## Data supplied
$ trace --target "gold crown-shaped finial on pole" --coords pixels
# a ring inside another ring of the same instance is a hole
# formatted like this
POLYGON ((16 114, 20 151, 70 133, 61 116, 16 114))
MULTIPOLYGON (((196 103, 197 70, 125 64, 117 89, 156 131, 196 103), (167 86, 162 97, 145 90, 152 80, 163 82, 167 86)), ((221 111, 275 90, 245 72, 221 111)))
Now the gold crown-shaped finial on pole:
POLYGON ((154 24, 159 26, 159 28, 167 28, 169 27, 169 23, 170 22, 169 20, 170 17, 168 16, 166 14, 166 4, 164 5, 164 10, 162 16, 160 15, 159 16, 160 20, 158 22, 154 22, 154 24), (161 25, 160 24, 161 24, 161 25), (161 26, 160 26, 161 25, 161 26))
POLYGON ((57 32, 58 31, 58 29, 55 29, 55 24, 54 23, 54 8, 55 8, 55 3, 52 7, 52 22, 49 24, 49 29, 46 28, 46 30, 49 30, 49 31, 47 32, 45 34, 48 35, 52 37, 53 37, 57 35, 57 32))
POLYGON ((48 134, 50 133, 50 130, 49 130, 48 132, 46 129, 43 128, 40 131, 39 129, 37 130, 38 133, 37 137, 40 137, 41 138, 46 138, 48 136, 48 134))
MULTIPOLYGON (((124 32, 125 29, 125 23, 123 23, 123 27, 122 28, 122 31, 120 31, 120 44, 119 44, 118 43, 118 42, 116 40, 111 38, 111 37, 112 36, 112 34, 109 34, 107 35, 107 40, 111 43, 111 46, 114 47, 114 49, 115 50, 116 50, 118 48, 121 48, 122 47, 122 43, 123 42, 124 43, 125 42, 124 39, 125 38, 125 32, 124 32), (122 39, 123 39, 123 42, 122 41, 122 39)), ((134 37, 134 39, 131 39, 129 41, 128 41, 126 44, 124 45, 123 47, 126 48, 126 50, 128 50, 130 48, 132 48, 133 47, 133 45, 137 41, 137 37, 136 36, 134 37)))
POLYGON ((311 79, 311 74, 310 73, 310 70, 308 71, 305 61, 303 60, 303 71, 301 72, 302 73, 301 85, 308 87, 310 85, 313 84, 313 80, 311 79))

## Task to carry out
Rewrite the records from the first line through the line with "Now the gold", putting "post" in place of "pole" and leaving everything else the same.

## Solution to this task
$ trace --target "gold crown-shaped finial on post" --coords pixels
# a ring inside another ring of the same instance is a hole
# formatted like this
POLYGON ((16 114, 20 151, 70 133, 61 116, 16 114))
MULTIPOLYGON (((196 103, 197 70, 125 64, 117 89, 156 131, 196 103), (167 86, 162 97, 145 90, 152 80, 163 82, 167 86)), ((221 111, 275 90, 245 72, 221 111)))
Now the gold crown-shaped finial on post:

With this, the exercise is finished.